◆ **Short exercise**
Reproduce each of the rows below verbatim.

(Point labeling examples)
==================================================
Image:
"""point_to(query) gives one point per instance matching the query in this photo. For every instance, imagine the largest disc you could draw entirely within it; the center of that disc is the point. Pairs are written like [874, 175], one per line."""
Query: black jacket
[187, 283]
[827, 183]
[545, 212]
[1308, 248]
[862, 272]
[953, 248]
==================================================
◆ **Expected answer**
Image:
"""point_to(query) gives one point per instance matching the query in this photo. For every instance, imagine the largest disc you could draw entirely within it; the center of that disc is the point. Pairs are written like [874, 175], one per line."""
Query: black jacket
[187, 283]
[827, 183]
[545, 212]
[1308, 248]
[862, 272]
[953, 248]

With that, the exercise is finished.